▶ _Text_:
+===+
A biker den full of burly, tattooed guys devoting themselves to extreme animal rescues? On the same channel that brought you “The Dog Whisperer?” Are you kidding?

I haven’t made such an easy call since I turned down Chiefs tickets.

Sure enough, when I screened this new reality series for my audience at “Watch the Pilots With Aaron” earlier this month, they were immediately taken by the show’s larger-than-life characters and ready-made drama. (It premieres at 9 p.m. Friday on the National Geographic Channel.)

In the scene I showed them, the group’s leader, a 320-pound Long Island, N.Y., native named Anthony Missano — whom everybody calls Big Ant — invites himself and his crew into the home of a shady fellow who, according to a tipster, has been mistreating his dog and might also be dealing drugs and packing heat.

But the owner is outnumbered, so he relents and calls the dog, Zeus, who bounds toward the boys happily. Big Ant starts looking around the house. The reality-show narrator informs us ominously that aside from a small cage, “there are no other signs a dog lives here.” Then the owner says, oh, I let Zeus run free in the basement. Big Ant asks to see the basement. And as they head downstairs … “Rescue Ink” goes to commercial.
+===+
(Location annotation dataset excerpts)
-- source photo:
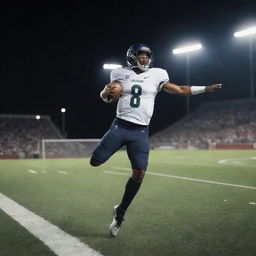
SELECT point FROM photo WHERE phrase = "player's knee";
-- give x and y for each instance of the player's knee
(94, 162)
(138, 175)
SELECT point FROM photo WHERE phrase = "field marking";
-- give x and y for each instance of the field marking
(117, 173)
(60, 242)
(32, 171)
(186, 178)
(62, 172)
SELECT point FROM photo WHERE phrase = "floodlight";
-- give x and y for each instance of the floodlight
(111, 66)
(187, 48)
(245, 32)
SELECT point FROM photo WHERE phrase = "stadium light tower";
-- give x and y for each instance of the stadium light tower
(187, 50)
(249, 33)
(63, 111)
(111, 66)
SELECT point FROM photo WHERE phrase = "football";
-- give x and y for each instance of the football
(115, 90)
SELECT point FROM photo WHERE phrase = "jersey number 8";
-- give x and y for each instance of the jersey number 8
(135, 99)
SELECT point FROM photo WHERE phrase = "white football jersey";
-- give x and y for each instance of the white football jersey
(136, 103)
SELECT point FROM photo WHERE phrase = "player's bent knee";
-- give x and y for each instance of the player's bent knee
(138, 175)
(94, 162)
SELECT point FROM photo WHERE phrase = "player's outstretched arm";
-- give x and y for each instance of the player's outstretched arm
(108, 90)
(189, 90)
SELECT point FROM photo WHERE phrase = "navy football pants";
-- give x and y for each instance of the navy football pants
(123, 133)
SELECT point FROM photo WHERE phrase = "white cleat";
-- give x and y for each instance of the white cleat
(116, 223)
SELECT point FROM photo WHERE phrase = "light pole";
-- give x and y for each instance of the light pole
(187, 50)
(111, 66)
(249, 32)
(63, 111)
+===+
▶ _Exercise instructions_:
A: According to the review of the animal-rescue series, when and on which channel does the show premiere?
B: Copy out the stretch of the review from "Sure enough, when" through "and packing heat.", replacing "Long Island" with "Staten Island".
C: Write what comes next in the review of the animal-rescue series, picking up after its final sentence.

▶ _Expected responses_:
A: At 9 p.m. Friday on the National Geographic Channel.

B:
Sure enough, when I screened this new reality series for my audience at “Watch the Pilots With Aaron” earlier this month, they were immediately taken by the show’s larger-than-life characters and ready-made drama. (It premieres at 9 p.m. Friday on the National Geographic Channel.)

In the scene I showed them, the group’s leader, a 320-pound Staten Island, N.Y., native named Anthony Missano — whom everybody calls Big Ant — invites himself and his crew into the home of a shady fellow who, according to a tipster, has been mistreating his dog and might also be dealing drugs and packing heat.

C:
“Awwwwwwwww!” the crowd groaned. I took that as proof that many viewers will find the combination of friendly pets, idiotic owners and white knights (dressed in black T-shirts and leather) irresistible.

The group Rescue Ink has only been in existence a couple of years, but it’s been riding a rocket ship, with more referrals than the guys can handle and piles of media attention, owing largely to their role in a high-profile case involving a kidnapped bulldog named Clara. Clara’s owner just happened to be Howard Stern’s girlfriend (now wife) Beth Ostrosky, and when news of the dog’s disappearance hit the street, so did Rescue Ink.

The members fanned out in the owner’s neighborhood — a still-dicey part of Manhattan — and before long two scam artists popped up with Clara. When they demanded that the owner give them a $5,000 reward, she got on the phone with Rescue Ink, which told her they were on their way to deal with those two chuckleheads. They split.

“We’re educated in the streets, and we tend to read people pretty fast,” said Joe Panz, whom I met along with Big Ant and two other Rescue Ink members this summer while they were promoting their show and companion book (also out this month).

“When we pull up to your house, we don’t pull up with a cop car,” said Big Ant. “We pull up as ourselves, on Harley-Davidsons, with our tattoos. So now the person comes out, he doesn’t even know what the hell we’re doing at first. All right? It’s confusion until he finds out our way, and what we want him to do, and what he’s gotta do.”

“Quite frankly, it’s exactly like this,” continued Joe. “If Rescue Ink shows up at your door, chances are you did something to bring us there. That’s all I got to say.”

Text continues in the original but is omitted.